- _Records provided_:
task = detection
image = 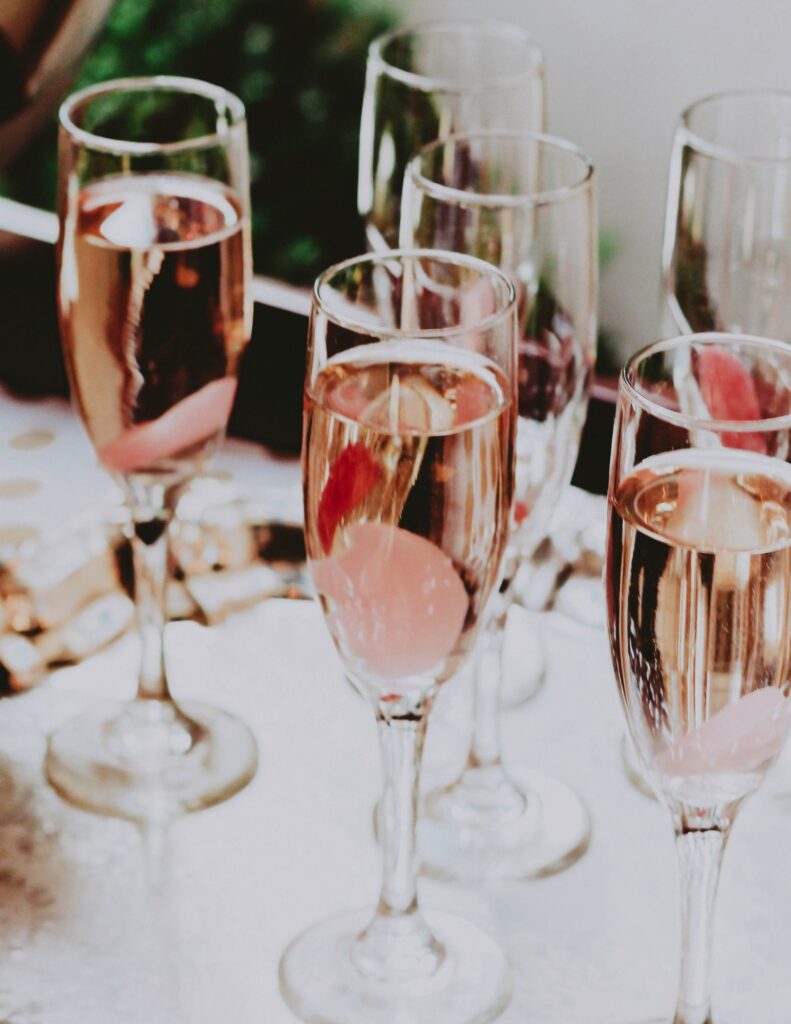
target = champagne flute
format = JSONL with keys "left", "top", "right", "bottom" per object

{"left": 628, "top": 91, "right": 791, "bottom": 798}
{"left": 48, "top": 76, "right": 257, "bottom": 820}
{"left": 401, "top": 130, "right": 597, "bottom": 880}
{"left": 663, "top": 89, "right": 791, "bottom": 339}
{"left": 279, "top": 251, "right": 517, "bottom": 1024}
{"left": 358, "top": 19, "right": 545, "bottom": 253}
{"left": 359, "top": 20, "right": 547, "bottom": 709}
{"left": 606, "top": 332, "right": 791, "bottom": 1024}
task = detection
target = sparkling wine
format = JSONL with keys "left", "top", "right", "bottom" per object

{"left": 59, "top": 173, "right": 250, "bottom": 479}
{"left": 304, "top": 339, "right": 513, "bottom": 693}
{"left": 607, "top": 448, "right": 791, "bottom": 811}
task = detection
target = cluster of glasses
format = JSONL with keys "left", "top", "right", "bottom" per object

{"left": 27, "top": 17, "right": 791, "bottom": 1024}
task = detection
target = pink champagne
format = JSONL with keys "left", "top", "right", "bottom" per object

{"left": 59, "top": 173, "right": 250, "bottom": 479}
{"left": 304, "top": 340, "right": 514, "bottom": 694}
{"left": 607, "top": 448, "right": 791, "bottom": 811}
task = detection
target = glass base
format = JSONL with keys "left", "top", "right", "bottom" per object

{"left": 279, "top": 908, "right": 511, "bottom": 1024}
{"left": 46, "top": 698, "right": 257, "bottom": 821}
{"left": 621, "top": 734, "right": 656, "bottom": 800}
{"left": 418, "top": 768, "right": 591, "bottom": 882}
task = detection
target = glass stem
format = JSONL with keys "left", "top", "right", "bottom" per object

{"left": 377, "top": 704, "right": 427, "bottom": 916}
{"left": 673, "top": 826, "right": 729, "bottom": 1024}
{"left": 468, "top": 617, "right": 505, "bottom": 773}
{"left": 130, "top": 503, "right": 175, "bottom": 704}
{"left": 464, "top": 580, "right": 519, "bottom": 799}
{"left": 353, "top": 698, "right": 443, "bottom": 981}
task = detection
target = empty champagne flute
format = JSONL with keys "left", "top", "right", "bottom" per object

{"left": 401, "top": 131, "right": 597, "bottom": 880}
{"left": 663, "top": 89, "right": 791, "bottom": 339}
{"left": 279, "top": 251, "right": 517, "bottom": 1024}
{"left": 358, "top": 19, "right": 545, "bottom": 253}
{"left": 606, "top": 332, "right": 791, "bottom": 1024}
{"left": 48, "top": 76, "right": 257, "bottom": 819}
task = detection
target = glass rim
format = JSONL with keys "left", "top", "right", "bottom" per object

{"left": 368, "top": 19, "right": 544, "bottom": 94}
{"left": 313, "top": 248, "right": 518, "bottom": 341}
{"left": 622, "top": 332, "right": 791, "bottom": 433}
{"left": 406, "top": 130, "right": 595, "bottom": 209}
{"left": 59, "top": 75, "right": 247, "bottom": 156}
{"left": 677, "top": 88, "right": 791, "bottom": 165}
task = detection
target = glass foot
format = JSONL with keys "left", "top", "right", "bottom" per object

{"left": 621, "top": 734, "right": 656, "bottom": 800}
{"left": 418, "top": 768, "right": 591, "bottom": 882}
{"left": 46, "top": 698, "right": 257, "bottom": 821}
{"left": 279, "top": 908, "right": 511, "bottom": 1024}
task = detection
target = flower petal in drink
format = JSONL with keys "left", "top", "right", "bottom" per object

{"left": 316, "top": 443, "right": 382, "bottom": 555}
{"left": 312, "top": 521, "right": 468, "bottom": 680}
{"left": 656, "top": 686, "right": 791, "bottom": 777}
{"left": 99, "top": 377, "right": 237, "bottom": 473}
{"left": 696, "top": 346, "right": 766, "bottom": 453}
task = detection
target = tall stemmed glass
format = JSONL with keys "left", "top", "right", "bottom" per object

{"left": 360, "top": 21, "right": 547, "bottom": 706}
{"left": 401, "top": 131, "right": 597, "bottom": 880}
{"left": 626, "top": 91, "right": 791, "bottom": 798}
{"left": 663, "top": 90, "right": 791, "bottom": 339}
{"left": 606, "top": 333, "right": 791, "bottom": 1024}
{"left": 358, "top": 20, "right": 545, "bottom": 253}
{"left": 49, "top": 77, "right": 257, "bottom": 819}
{"left": 279, "top": 251, "right": 517, "bottom": 1024}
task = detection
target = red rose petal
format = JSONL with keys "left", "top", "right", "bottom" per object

{"left": 317, "top": 442, "right": 382, "bottom": 554}
{"left": 514, "top": 500, "right": 529, "bottom": 525}
{"left": 696, "top": 347, "right": 766, "bottom": 453}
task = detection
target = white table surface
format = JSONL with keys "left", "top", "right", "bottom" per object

{"left": 1, "top": 391, "right": 791, "bottom": 1023}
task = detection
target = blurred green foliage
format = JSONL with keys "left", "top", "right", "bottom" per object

{"left": 1, "top": 1, "right": 624, "bottom": 377}
{"left": 596, "top": 227, "right": 620, "bottom": 374}
{"left": 0, "top": 0, "right": 396, "bottom": 284}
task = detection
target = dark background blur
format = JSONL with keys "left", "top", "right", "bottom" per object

{"left": 0, "top": 0, "right": 613, "bottom": 491}
{"left": 0, "top": 0, "right": 395, "bottom": 453}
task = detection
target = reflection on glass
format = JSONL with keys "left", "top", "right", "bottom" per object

{"left": 664, "top": 90, "right": 791, "bottom": 341}
{"left": 358, "top": 20, "right": 545, "bottom": 252}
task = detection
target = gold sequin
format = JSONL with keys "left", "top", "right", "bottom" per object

{"left": 0, "top": 479, "right": 41, "bottom": 499}
{"left": 9, "top": 429, "right": 55, "bottom": 451}
{"left": 0, "top": 525, "right": 39, "bottom": 546}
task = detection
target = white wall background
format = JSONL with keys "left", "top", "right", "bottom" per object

{"left": 393, "top": 0, "right": 791, "bottom": 359}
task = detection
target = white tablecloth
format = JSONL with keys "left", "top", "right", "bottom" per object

{"left": 2, "top": 599, "right": 791, "bottom": 1022}
{"left": 0, "top": 388, "right": 303, "bottom": 543}
{"left": 1, "top": 390, "right": 791, "bottom": 1023}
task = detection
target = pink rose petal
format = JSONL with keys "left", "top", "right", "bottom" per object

{"left": 656, "top": 687, "right": 791, "bottom": 777}
{"left": 312, "top": 521, "right": 468, "bottom": 680}
{"left": 696, "top": 347, "right": 766, "bottom": 453}
{"left": 99, "top": 377, "right": 237, "bottom": 473}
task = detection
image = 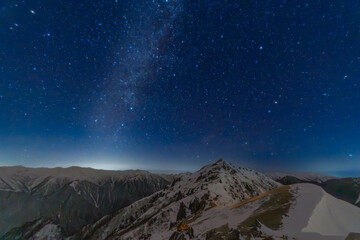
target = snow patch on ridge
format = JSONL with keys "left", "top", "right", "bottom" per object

{"left": 356, "top": 193, "right": 360, "bottom": 205}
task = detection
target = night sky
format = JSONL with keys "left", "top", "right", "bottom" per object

{"left": 1, "top": 0, "right": 360, "bottom": 175}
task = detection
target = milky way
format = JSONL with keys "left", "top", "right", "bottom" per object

{"left": 92, "top": 1, "right": 184, "bottom": 144}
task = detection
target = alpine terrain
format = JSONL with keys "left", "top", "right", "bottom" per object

{"left": 1, "top": 160, "right": 360, "bottom": 240}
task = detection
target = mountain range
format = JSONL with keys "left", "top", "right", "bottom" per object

{"left": 0, "top": 166, "right": 172, "bottom": 237}
{"left": 0, "top": 159, "right": 359, "bottom": 240}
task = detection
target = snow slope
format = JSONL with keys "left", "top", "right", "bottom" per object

{"left": 302, "top": 187, "right": 360, "bottom": 236}
{"left": 259, "top": 183, "right": 360, "bottom": 240}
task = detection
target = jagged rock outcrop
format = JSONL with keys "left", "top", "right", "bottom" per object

{"left": 205, "top": 224, "right": 240, "bottom": 240}
{"left": 0, "top": 219, "right": 63, "bottom": 240}
{"left": 176, "top": 202, "right": 187, "bottom": 221}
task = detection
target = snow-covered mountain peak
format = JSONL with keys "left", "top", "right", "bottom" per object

{"left": 164, "top": 160, "right": 277, "bottom": 210}
{"left": 191, "top": 159, "right": 279, "bottom": 205}
{"left": 169, "top": 159, "right": 280, "bottom": 205}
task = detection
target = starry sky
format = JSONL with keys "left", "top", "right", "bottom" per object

{"left": 1, "top": 0, "right": 360, "bottom": 176}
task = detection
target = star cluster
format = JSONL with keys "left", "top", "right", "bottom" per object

{"left": 1, "top": 0, "right": 360, "bottom": 174}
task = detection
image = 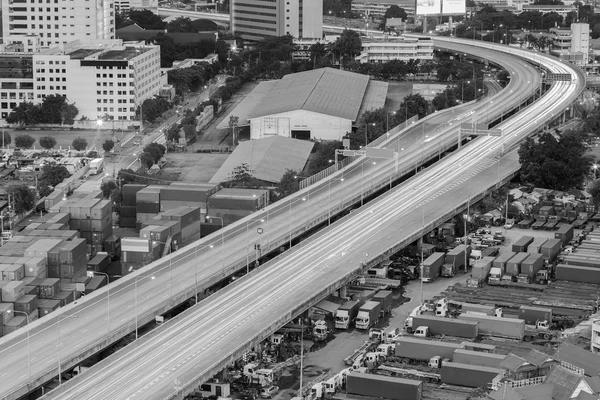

- _Work instructions_: Check each line above for the string "white" and return those that contain it.

- _Solution for this problem_:
target = white table surface
target = white wall background
target = white tablecloth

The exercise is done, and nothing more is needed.